__Trecho do documento__.
08/05/2003
Dessa vez, a Polícia Federal não
poupou nem a universidade. Dando sequência à tarefa ininterrupta e ao que parece
prioritária de lacrar rádios comunitárias nos quatro cantos do país, um agente
da Polícia Federal lacrou, no dia 14 de abril passado, a Rádio Interferência,
que funcionava no campus da Universidade Federal do Rio de Janeiro -
UFRJ.
A notícia foi publicada no portal Comunique-se, de
17 de abril passado. Segundo relato de alunos, o policial não apresentou mandado
judicial e autuou a Profa. Suely de Almeida, decana do Centro de Ciências
Humanas, como responsável pelas "ações ilegais" dos alunos.
A inspeção à Rádio Interferência teria ocorrido a
pedido da ANATEL "para averiguar interferências nas transmissões do Aeroporto
Santos Dumont", de acordo com um grande jornal carioca. No entanto, o engenheiro
de telecomunicações e professor Hugo Melo, da UFRJ, explicou que os sinais de
aviação operam numa faixa de freqüência (até 300MHz) muito diferente das rádios
FM (de 88 a 108MHz). Ele ressaltou ainda que o equipamento da rádio é
profissional, de alta qualidade, e que dificilmente apresentaria uma distorção
desse nível.

__Trechos da listagem__.
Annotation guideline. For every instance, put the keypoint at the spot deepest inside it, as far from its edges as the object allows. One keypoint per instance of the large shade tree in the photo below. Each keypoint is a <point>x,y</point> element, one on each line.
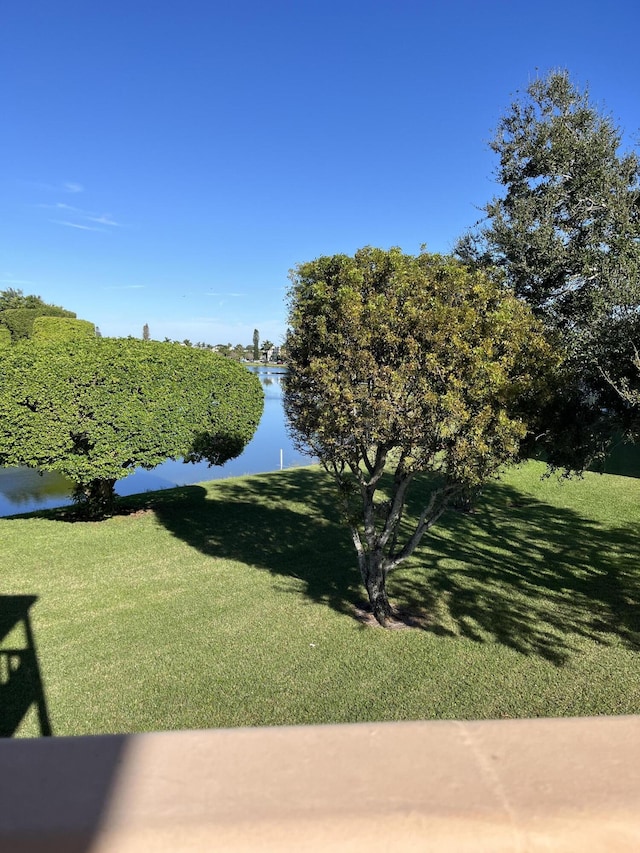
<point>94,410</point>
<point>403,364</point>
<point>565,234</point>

--

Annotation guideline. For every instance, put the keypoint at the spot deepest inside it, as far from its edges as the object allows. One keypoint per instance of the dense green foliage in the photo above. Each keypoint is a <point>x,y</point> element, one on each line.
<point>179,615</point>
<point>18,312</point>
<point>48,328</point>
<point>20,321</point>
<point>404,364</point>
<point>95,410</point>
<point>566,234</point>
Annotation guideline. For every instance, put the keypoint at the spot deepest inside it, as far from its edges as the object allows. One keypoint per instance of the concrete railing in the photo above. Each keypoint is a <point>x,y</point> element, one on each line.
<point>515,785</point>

...

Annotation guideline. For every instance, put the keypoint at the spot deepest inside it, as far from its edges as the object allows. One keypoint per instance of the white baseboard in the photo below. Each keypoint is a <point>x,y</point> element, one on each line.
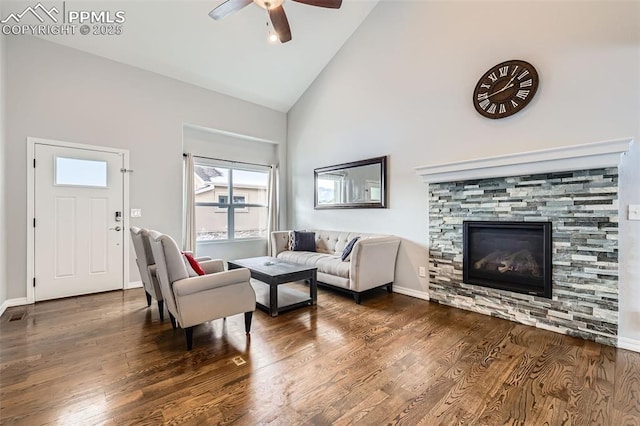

__Lista de exercícios__.
#1 Responda às perguntas abaixo com base no texto sobre a Rádio Interferência.
(a) Em que dia a Rádio Interferência foi lacrada?
(b) Em qual portal a notícia foi publicada?
(c) Quem explicou que os sinais de aviação operam numa faixa de frequência diferente da das rádios FM?
#2 Diga se cada afirmação abaixo está de acordo com o texto sobre a Rádio Interferência. Responda sim ou não e cite as palavras do texto que decidem a questão.
(a) O policial apresentou mandado judicial.
(b) A Profa. Suely de Almeida foi autuada como responsável pelas ações dos alunos.
(c) Segundo Hugo Melo, o equipamento da rádio é amador.
#3 Escreva a continuação do texto sobre o fechamento da Rádio Interferência, começando logo após a última frase apresentada.

__Respostas escritas__.
#1
(a) No dia 14 de abril.
(b) No portal Comunique-se.
(c) O engenheiro de telecomunicações e professor Hugo Melo, da UFRJ.

#2
(a) Não: "o policial não apresentou mandado judicial".
(b) Sim: "autuou a Profa. Suely de Almeida, decana do Centro de Ciências Humanas, como responsável pelas "ações ilegais" dos alunos".
(c) Não: "o equipamento da rádio é profissional, de alta qualidade".

#3
Rafael Rosenhayme, do núcleo de programação da
rádio, disse que o policial não permitiu que os alunos pudessem ler o conteúdo
da "notificação" que alegou ter em mãos. A legitimidade da ação foi questionada
por estudantes e pela Reitoria. Por se tratar de uma universidade federal,
somente a PF pode ingressar no campus. E, mesmo assim, de acordo com o
procurador-geral da UFRJ, Ronaldo de Albuquerque, a Reitoria deveria ter sido
previamente informada da ação.
A chefe-de-gabinete do reitor da UFRJ, Profa.
Ângela Gonçalves, se disse surpresa com a atitude da Polícia. Declarou também
que a posição da Reitoria é de apoio aos estudantes e que serão tomadas
providências para o retorno das transmissões. Segundo ela, os alunos não podem
ficar sem uma atividade laboratorial como a rádio.
Rádio quer manter
independendência
A Rádio Interferência funciona desde 1985 no campus
da UFRJ na Zona Sul do Rio de Janeiro, sem concessão ou vínculo institucional. A
gestão, programação e divulgação da rádio são feitas pelos estudantes. A
emissora funciona como atividade laboratorial e de comunicação comunitária, mas
nunca se submeteu ao controle acadêmico e nem buscou a regularização
legal.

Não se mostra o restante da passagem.